## Begin DATA FOR THIS EXERCISE
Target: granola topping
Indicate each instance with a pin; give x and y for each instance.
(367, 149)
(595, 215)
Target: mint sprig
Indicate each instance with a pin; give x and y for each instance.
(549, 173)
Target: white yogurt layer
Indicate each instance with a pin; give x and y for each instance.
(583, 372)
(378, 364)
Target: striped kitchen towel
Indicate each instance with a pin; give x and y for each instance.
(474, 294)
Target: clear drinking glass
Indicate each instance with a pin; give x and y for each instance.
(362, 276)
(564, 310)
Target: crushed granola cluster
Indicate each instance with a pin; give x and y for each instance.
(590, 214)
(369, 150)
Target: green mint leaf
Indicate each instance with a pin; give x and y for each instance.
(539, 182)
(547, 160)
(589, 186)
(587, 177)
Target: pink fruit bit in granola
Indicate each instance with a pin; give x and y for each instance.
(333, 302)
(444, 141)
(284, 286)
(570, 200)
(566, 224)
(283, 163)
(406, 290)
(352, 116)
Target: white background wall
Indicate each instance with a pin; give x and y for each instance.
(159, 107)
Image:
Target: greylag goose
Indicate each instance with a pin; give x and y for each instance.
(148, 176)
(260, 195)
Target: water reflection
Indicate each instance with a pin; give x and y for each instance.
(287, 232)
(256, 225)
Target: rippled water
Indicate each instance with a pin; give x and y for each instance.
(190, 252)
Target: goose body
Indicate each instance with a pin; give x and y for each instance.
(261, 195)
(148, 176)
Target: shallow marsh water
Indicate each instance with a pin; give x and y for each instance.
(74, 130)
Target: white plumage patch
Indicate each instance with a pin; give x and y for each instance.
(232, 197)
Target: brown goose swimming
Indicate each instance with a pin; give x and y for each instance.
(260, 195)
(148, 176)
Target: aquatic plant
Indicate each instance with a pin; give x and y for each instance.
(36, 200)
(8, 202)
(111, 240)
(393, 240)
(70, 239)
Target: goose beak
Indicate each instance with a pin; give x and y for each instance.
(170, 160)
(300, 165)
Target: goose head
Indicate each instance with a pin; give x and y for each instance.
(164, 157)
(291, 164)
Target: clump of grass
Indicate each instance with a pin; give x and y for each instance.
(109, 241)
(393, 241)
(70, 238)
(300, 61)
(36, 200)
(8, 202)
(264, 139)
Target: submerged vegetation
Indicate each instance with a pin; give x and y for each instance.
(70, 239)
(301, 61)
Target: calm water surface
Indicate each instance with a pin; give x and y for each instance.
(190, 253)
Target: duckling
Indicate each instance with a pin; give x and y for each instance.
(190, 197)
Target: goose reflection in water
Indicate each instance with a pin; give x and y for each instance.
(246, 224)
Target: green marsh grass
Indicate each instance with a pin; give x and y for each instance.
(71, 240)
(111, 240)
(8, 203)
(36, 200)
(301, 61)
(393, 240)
## End DATA FOR THIS EXERCISE
| GOAL OF THE EXERCISE |
Reproduce the rows from the line containing "Target: green marsh grass" through the last row, replacing "pin" with "marker" and keeping everything else the same.

| SOLUTION FOR THIS PROBLEM |
Target: green marsh grass
Indicate each instance with a marker; give x and y for each instance.
(71, 240)
(111, 240)
(8, 203)
(36, 200)
(301, 61)
(393, 240)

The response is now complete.